Requirements: Exactly reproduce the line that contains "the tree trunk" and all lines after it in the entries below, through the very last line.

— start Dataset records —

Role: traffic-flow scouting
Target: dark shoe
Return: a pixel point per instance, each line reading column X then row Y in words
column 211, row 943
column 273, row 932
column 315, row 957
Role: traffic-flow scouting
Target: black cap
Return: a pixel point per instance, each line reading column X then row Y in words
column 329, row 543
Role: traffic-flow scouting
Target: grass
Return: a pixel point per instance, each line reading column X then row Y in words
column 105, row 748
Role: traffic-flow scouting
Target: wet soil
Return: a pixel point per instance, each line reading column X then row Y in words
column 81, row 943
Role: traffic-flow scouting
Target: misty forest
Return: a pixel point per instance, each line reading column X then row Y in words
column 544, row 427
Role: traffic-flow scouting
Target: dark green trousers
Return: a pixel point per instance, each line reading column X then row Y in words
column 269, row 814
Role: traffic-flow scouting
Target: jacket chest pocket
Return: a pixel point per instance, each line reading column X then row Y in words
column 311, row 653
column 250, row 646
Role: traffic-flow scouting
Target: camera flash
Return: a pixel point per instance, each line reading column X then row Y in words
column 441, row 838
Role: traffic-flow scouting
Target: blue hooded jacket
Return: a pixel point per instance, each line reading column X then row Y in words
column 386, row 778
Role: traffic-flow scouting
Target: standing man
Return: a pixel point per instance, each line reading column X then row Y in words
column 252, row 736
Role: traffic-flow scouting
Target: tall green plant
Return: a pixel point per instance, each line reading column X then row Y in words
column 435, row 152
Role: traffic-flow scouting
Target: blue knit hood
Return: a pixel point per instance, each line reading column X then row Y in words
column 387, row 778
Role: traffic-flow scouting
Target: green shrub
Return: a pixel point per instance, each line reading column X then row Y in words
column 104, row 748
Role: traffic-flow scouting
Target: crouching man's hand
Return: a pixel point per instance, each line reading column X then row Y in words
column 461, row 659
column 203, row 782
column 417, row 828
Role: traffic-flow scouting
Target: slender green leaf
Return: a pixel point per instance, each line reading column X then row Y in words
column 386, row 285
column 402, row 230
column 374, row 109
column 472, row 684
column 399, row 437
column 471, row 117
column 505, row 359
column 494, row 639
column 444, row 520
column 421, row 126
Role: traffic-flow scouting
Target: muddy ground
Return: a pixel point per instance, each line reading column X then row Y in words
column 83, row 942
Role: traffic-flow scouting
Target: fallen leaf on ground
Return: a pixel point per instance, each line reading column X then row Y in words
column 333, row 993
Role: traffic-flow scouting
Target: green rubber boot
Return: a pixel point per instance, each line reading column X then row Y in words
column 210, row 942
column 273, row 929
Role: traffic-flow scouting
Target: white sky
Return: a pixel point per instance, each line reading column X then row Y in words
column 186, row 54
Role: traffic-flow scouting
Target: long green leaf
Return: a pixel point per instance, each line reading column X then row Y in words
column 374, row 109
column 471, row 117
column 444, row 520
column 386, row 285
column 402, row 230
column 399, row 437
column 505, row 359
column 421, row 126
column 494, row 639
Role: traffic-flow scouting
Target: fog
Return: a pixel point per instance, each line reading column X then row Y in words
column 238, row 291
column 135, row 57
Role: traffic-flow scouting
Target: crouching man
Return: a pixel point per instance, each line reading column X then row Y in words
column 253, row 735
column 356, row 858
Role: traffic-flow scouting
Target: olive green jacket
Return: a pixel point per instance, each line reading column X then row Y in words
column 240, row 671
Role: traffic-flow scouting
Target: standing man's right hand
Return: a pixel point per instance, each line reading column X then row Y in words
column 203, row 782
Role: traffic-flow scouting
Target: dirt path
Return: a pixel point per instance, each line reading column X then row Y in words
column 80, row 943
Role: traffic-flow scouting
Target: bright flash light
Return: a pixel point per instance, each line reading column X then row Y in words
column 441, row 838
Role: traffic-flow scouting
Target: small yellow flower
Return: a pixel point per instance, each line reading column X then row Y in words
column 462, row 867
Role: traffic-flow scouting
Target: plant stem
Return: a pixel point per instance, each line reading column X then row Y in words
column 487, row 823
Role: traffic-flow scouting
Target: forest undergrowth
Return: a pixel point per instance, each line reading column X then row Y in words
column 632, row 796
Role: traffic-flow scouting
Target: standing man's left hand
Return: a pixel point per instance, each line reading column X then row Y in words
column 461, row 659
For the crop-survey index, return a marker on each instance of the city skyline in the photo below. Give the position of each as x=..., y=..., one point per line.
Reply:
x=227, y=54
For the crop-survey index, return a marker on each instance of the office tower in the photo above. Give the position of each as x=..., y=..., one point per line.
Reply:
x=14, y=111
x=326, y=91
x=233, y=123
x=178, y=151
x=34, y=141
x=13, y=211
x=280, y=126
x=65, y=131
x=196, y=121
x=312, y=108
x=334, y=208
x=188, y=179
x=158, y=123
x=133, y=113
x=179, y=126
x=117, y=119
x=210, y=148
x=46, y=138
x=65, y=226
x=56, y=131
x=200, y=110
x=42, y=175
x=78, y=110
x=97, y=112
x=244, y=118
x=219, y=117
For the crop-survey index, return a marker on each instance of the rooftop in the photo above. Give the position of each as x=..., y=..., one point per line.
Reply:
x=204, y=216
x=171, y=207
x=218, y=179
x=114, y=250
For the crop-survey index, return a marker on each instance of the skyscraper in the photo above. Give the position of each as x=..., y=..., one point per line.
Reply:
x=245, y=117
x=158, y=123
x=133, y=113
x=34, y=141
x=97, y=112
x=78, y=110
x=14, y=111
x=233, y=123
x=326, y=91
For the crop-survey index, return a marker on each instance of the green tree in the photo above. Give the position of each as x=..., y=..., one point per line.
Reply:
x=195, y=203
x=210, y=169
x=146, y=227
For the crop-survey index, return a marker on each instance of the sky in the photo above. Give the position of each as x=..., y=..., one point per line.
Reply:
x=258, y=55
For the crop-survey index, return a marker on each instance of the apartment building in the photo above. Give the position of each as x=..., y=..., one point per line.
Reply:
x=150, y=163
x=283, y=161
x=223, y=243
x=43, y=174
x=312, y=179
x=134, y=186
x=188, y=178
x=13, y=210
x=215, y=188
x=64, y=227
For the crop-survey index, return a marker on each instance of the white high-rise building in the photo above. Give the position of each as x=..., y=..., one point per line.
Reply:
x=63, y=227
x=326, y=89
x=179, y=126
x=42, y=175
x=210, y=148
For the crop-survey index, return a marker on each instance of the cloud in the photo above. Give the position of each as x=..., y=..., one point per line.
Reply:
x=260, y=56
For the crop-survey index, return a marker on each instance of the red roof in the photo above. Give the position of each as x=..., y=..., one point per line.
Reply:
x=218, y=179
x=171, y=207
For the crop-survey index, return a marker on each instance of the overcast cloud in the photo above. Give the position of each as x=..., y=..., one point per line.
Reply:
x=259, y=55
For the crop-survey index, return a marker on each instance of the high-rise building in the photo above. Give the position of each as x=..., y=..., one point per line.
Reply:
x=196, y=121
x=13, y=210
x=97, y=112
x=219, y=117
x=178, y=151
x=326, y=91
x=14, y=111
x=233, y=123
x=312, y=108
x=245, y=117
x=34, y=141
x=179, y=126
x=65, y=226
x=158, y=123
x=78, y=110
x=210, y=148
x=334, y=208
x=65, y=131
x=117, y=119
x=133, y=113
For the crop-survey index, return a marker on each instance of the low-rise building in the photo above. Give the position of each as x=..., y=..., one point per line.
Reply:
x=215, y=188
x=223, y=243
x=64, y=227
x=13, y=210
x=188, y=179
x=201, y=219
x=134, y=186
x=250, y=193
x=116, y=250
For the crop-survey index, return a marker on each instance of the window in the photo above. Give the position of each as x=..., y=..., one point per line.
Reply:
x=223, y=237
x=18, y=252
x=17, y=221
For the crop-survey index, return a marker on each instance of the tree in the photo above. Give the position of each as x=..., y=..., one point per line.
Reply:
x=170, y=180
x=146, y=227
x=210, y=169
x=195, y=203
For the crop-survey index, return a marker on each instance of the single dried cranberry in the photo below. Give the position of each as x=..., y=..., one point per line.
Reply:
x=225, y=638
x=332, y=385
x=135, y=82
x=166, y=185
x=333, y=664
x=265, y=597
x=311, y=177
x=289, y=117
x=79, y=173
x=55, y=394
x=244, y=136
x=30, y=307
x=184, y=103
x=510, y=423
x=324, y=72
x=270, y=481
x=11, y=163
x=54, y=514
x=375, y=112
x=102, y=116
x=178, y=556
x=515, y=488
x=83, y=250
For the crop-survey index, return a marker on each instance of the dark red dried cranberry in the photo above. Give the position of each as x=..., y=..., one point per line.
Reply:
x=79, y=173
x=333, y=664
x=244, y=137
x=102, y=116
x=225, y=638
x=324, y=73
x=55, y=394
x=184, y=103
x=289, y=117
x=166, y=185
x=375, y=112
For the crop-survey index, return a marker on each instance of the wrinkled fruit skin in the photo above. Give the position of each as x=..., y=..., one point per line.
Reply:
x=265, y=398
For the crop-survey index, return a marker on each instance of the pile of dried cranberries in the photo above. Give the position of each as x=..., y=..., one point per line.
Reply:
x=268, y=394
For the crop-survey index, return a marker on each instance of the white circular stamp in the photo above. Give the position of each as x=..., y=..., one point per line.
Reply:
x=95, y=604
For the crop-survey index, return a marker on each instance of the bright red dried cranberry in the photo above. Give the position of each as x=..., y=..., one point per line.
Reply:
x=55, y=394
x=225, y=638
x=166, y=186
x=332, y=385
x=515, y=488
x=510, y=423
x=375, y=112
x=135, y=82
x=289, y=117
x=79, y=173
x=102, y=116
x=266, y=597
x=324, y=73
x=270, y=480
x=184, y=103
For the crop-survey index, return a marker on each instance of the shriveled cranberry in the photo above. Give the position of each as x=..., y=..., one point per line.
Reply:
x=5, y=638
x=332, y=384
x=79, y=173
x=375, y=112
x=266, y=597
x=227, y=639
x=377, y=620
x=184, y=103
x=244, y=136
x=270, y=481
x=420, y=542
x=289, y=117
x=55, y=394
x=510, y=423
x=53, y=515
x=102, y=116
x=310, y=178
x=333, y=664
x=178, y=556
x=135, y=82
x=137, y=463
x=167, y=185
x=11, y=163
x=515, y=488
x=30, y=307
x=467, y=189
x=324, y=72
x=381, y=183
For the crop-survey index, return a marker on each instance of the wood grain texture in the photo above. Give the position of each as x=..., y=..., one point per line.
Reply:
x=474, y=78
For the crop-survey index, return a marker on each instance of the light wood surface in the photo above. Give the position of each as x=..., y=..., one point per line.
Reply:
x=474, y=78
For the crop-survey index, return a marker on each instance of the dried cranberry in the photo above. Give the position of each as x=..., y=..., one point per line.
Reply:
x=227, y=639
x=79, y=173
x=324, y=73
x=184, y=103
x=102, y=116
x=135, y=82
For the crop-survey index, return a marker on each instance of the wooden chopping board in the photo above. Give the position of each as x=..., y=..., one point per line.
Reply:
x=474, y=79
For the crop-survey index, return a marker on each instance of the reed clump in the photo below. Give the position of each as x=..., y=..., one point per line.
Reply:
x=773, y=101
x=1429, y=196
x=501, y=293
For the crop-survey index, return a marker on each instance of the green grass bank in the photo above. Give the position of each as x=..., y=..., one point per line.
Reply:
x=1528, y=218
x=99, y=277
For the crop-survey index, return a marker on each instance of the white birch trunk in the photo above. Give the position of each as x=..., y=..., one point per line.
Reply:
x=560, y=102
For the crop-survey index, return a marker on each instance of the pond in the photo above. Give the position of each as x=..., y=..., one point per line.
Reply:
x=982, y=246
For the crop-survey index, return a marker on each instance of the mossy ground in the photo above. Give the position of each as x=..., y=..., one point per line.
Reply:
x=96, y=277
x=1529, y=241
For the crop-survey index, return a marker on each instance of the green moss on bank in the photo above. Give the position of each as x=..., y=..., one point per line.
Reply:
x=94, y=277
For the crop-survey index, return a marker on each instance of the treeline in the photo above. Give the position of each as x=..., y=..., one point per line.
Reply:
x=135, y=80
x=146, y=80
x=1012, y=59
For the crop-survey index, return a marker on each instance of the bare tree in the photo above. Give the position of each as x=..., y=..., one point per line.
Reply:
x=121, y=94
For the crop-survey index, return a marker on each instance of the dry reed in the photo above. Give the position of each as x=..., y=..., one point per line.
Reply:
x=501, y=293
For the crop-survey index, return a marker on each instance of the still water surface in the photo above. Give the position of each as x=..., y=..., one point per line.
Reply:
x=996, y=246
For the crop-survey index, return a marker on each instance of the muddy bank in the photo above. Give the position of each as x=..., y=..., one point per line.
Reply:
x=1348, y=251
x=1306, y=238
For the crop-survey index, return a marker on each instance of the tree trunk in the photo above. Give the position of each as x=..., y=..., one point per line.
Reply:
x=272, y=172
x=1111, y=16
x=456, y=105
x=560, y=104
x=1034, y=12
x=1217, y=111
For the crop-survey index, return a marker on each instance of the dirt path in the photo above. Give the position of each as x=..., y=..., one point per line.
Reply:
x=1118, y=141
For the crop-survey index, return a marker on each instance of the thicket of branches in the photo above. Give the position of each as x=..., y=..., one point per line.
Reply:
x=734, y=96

— end Dataset records —

Result:
For the crop-survey index, return a marker on each instance of the tree trunk in the photo above. Give the position of each as x=..., y=..., one point per line.
Reply:
x=272, y=172
x=1111, y=16
x=456, y=105
x=560, y=104
x=1034, y=12
x=1217, y=111
For the crop-survey index, return a marker on each instance of the dirt path in the photo above. Give the position of each as x=..., y=..., one point per line.
Reply:
x=1118, y=141
For the crop-survey index, return a marker on each instance of the thicket of branches in the photo above. Give the position of each as x=..., y=..., one point per line.
Reply:
x=734, y=96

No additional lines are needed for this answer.